_ASSIGNMENT:_ What you return should be every record, retyped without a single change.
+ + + + +
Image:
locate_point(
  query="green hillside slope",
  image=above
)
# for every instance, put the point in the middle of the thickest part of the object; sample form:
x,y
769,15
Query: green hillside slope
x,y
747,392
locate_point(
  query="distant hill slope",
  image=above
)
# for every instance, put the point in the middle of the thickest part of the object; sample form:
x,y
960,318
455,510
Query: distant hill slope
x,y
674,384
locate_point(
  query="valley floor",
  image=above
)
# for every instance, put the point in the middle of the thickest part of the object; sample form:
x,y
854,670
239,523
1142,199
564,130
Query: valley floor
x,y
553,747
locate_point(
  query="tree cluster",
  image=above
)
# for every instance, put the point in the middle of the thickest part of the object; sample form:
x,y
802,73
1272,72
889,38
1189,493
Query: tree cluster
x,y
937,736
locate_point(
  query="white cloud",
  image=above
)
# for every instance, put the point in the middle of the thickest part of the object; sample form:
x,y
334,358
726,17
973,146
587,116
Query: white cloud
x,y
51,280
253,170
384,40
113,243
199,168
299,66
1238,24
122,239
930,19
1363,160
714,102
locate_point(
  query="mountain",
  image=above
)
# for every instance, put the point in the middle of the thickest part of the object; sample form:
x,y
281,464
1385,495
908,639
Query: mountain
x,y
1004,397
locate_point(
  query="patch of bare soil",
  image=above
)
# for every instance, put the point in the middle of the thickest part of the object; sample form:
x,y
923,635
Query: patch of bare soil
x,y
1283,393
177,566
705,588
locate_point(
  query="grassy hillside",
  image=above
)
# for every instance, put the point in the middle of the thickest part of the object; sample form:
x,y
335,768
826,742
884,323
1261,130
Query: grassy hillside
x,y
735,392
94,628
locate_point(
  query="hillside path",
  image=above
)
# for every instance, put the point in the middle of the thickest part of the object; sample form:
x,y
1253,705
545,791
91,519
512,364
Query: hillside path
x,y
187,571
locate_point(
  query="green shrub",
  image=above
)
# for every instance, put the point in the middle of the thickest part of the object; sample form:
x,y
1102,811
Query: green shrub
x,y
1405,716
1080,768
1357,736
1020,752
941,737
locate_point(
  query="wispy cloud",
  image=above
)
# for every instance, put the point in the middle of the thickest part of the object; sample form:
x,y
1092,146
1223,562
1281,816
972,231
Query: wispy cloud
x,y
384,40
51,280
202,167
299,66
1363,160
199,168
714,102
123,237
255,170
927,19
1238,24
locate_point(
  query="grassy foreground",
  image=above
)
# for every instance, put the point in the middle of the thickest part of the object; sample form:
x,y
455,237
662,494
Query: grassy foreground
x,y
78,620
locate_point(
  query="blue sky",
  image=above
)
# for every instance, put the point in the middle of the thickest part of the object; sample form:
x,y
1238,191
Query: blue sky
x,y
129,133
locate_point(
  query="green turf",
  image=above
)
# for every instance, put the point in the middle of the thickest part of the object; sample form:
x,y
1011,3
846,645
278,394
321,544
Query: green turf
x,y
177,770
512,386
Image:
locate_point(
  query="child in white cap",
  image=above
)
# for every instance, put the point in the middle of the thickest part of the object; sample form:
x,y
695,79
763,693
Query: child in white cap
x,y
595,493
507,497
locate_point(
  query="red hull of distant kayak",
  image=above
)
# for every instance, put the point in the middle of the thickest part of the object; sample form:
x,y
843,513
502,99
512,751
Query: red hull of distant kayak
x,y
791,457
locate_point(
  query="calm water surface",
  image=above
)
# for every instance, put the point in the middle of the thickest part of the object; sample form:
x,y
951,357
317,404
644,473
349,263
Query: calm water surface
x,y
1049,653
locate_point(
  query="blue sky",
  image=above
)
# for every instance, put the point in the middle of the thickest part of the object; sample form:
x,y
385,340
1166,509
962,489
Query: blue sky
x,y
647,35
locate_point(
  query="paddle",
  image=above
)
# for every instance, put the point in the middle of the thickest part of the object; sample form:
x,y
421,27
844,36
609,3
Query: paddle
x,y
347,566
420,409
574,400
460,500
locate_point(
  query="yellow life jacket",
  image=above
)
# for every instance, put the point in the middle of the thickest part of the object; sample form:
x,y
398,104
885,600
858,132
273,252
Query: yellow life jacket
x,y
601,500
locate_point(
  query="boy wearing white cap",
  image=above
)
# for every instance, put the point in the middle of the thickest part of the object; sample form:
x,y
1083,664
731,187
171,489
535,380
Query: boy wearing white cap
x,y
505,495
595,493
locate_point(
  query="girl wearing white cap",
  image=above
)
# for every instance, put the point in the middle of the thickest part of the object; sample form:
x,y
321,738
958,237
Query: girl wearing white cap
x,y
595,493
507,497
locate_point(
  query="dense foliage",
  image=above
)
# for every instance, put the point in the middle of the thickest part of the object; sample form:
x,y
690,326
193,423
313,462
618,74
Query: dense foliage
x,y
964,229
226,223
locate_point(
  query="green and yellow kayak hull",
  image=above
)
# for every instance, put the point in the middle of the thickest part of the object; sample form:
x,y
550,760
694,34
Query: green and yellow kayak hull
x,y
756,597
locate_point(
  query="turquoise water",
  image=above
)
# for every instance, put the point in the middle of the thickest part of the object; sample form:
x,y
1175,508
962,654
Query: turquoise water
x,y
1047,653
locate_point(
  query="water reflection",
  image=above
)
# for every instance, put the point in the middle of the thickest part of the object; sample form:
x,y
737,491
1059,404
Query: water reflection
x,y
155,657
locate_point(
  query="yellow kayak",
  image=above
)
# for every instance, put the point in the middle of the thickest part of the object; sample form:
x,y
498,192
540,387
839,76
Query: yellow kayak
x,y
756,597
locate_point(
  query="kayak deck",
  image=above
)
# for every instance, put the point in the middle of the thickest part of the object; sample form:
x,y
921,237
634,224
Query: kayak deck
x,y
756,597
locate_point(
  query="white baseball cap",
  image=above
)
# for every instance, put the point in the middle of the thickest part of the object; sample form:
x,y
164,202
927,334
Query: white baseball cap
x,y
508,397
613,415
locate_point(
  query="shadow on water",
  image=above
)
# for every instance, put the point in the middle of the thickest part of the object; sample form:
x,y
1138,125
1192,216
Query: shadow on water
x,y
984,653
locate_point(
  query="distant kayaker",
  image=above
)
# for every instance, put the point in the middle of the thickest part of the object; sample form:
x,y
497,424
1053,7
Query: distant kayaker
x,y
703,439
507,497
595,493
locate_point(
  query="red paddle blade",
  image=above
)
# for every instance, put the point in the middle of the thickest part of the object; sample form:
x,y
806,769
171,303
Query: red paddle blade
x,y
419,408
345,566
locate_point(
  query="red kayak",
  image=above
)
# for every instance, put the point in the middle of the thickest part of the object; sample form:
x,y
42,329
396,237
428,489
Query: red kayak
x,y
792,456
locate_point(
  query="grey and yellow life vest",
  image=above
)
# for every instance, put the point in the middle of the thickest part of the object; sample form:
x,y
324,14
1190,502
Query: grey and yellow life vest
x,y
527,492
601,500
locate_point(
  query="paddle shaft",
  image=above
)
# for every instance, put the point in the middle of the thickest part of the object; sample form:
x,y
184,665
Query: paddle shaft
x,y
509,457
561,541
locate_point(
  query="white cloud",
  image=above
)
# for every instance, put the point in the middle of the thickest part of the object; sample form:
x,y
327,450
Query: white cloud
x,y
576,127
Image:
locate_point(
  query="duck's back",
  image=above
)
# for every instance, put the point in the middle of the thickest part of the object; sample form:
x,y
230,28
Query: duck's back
+ + + + +
_SOLUTION TO THIS TASK:_
Image:
locate_point(
  query="green hillside slope",
  image=above
)
# for every instance, put the point in the middle of the thickest part of the object; sample form:
x,y
769,15
Query: green hillside slope
x,y
747,392
locate_point(
  query="distant hill slope",
  image=above
)
# for every instance, put the point in the middle of the thickest part of the object; sample form:
x,y
960,318
455,510
Query: distant hill slope
x,y
674,384
locate_point(
  query="valley floor",
  image=above
)
# for every instance, put the point in the middle of the thickest part of the object; sample form:
x,y
854,670
239,523
1142,199
564,130
Query: valley floor
x,y
553,747
locate_point(
  query="tree cluster",
  image=above
)
# for every instance, put the point in the middle of the thickest part of the object; sample form:
x,y
802,73
1272,72
889,38
1189,493
Query: tree cluster
x,y
937,736
locate_point(
  query="white cloud",
  image=above
)
# for every instance, put the point in the middle of the thickest part of the object; sample form:
x,y
334,358
726,17
973,146
587,116
Query: white cloud
x,y
51,280
253,170
384,40
113,243
199,168
299,66
1238,24
122,239
930,19
1363,160
714,102
locate_point(
  query="mountain",
  image=above
)
# for every instance, put the point in the middle of the thickest part of the object; sample form:
x,y
281,464
1385,495
908,639
Query: mountain
x,y
1004,397
locate_point(
  query="patch of bare soil",
  image=above
)
# for every instance, put the point in the middle of the thickest part of the object; sample form:
x,y
923,635
Query: patch of bare soil
x,y
1283,393
177,566
705,588
locate_point(
  query="grassy hillside",
  image=above
)
# for every instance, put the point in the middle of the thickest part of the object; sample form:
x,y
335,768
826,742
884,323
1261,130
Query: grassy hillside
x,y
735,392
94,628
locate_point(
  query="hillside path",
  image=above
)
# for every instance, put the point in the middle of the thickest part of the object; sample form:
x,y
1253,705
545,791
91,519
512,364
Query: hillside path
x,y
187,571
locate_point(
  query="green shrub",
  image=above
)
# for every instance, put the point in the middle of the thickest part of the object; sample form:
x,y
1102,811
Query: green shrub
x,y
1405,716
1080,768
1357,736
1020,752
941,737
locate_point(
  query="wispy cloud",
  image=above
)
# for every instance, put the point in the middle of the thickest part of the object; sample form:
x,y
1092,146
1223,562
1281,816
972,231
Query: wispy cloud
x,y
384,40
51,280
202,167
299,66
1363,160
199,168
714,102
123,237
255,170
927,19
1238,24
locate_point(
  query="grassy foreground",
  image=above
)
# for every instance, put the point in the middle of the thickest part of the object; sample form:
x,y
455,237
662,494
Query: grassy foreground
x,y
78,620
locate_point(
  query="blue sky",
  image=above
)
# for every instance, put the point in the middle of the thickest part of the object; sample form:
x,y
1238,191
Query: blue sky
x,y
129,133
locate_point(
  query="green turf",
  image=above
)
# for every instance, put the point in the middle of the thickest part of the object; sample form:
x,y
1011,3
846,645
278,394
321,544
Query: green turf
x,y
177,770
512,386
Image:
locate_point(
  query="child in white cap",
  image=above
)
# for every instance, put the point in the middle of the thickest part of the object; sample form:
x,y
695,79
763,693
Query: child in white cap
x,y
595,493
507,497
locate_point(
  query="red hull of distant kayak",
  image=above
)
# for every instance, put the point in the middle of the thickest part of the object; sample form:
x,y
843,513
502,99
512,751
Query: red hull of distant kayak
x,y
791,457
locate_point(
  query="calm water surface",
  image=above
)
# for every instance, put the point in the middle of the thickest part of the object; sample form:
x,y
951,357
317,404
644,473
349,263
Query: calm water surface
x,y
1049,653
locate_point(
  query="blue sky",
  image=above
)
# for every instance, put the point in the middle of the thickest part of the object; sample form:
x,y
385,340
1166,509
962,489
Query: blue sky
x,y
647,35
locate_point(
  query="paddle",
  image=above
)
# for every instance, put the point in the middle of the thickest part of the object; sample form:
x,y
421,27
844,36
609,3
Query: paddle
x,y
347,566
420,409
574,400
460,500
locate_point(
  query="yellow life jacket",
  image=above
)
# for every instance, put the point in the middle of the thickest part of the object; sample form:
x,y
398,104
885,600
858,132
273,252
Query: yellow life jacket
x,y
601,500
locate_point(
  query="boy wearing white cap",
  image=above
)
# for every instance, put the point in the middle of the thickest part of the object; sample form:
x,y
1083,664
731,187
171,489
535,380
Query: boy wearing white cap
x,y
505,495
595,493
locate_point(
  query="girl wearing white cap",
  image=above
)
# for every instance, put the point in the middle of the thickest part of the object; sample form:
x,y
321,738
958,237
Query: girl wearing white cap
x,y
595,493
507,497
locate_point(
  query="dense foliage",
  image=above
)
# for every instance, put the point in the middle of the thickest part of the object; sample form:
x,y
690,326
193,423
313,462
618,74
Query: dense foliage
x,y
964,229
226,223
locate_point(
  query="green and yellow kayak hull",
  image=above
)
# for every instance, put the point in the middle of the thickest part of the object; sample form:
x,y
550,760
694,34
Query: green and yellow kayak hull
x,y
756,597
locate_point(
  query="turquoise water",
  image=above
)
# for every instance, put the point in the middle of the thickest part of the object; sample form:
x,y
1175,508
962,654
Query: turquoise water
x,y
1047,653
locate_point(
  query="water reflection",
  image=above
)
# for every instance, put the point in the middle of the thickest part of the object; sample form:
x,y
737,491
1059,404
Query: water reflection
x,y
155,657
locate_point(
  query="yellow kayak",
  image=above
)
# for every instance, put the point in the middle of the thickest part of the object; sample form:
x,y
498,192
540,387
839,76
Query: yellow kayak
x,y
756,597
locate_point(
  query="kayak deck",
  image=above
)
# for every instance, put the point in the middle of the thickest part of the object; sample form:
x,y
921,237
634,224
Query: kayak deck
x,y
756,597
locate_point(
  query="white baseball cap",
  image=above
)
# for every instance, put the point in the middle of the thickest part of the object; sample form:
x,y
164,202
927,334
Query: white baseball cap
x,y
508,397
613,415
locate_point(
  query="shadow on water",
  image=above
)
# for every instance, put the point in the middle of the thickest part of the object; sample form:
x,y
1138,125
1192,216
Query: shadow on water
x,y
984,653
locate_point(
  query="distant kayaker",
  image=above
)
# for every instance, put the point in the middle of the thickest part of the object; sample form:
x,y
497,424
1053,7
Query: distant kayaker
x,y
703,439
507,497
595,493
locate_point(
  query="red paddle blade",
  image=above
)
# for every instance, put the point in the middle of the thickest part of the object; sample form:
x,y
806,769
171,303
Query: red paddle blade
x,y
419,408
345,566
locate_point(
  query="red kayak",
  image=above
)
# for every instance, put the point in the middle of the thickest part of the object; sample form:
x,y
42,329
396,237
428,489
Query: red kayak
x,y
792,456
locate_point(
  query="grey and yellow life vest",
  image=above
)
# for every instance, put the point in the middle of the thickest part of the object; sample form:
x,y
324,14
1190,502
Query: grey and yellow life vest
x,y
527,492
601,500
locate_point(
  query="paddle shaft",
  image=above
)
# for every instance, put the point in the middle of the thickest part of the object; sample form:
x,y
184,665
Query: paddle shaft
x,y
509,457
561,541
locate_point(
  query="white cloud",
  image=above
)
# for every instance, put the point in the middle of the thickest part of the object; sample form:
x,y
327,450
Query: white cloud
x,y
576,127
Image:
locate_point(
  query="duck's back",
  image=above
)
# for every instance, put the point in the middle of the thickest part of the object; sample form:
x,y
230,28
Query: duck's back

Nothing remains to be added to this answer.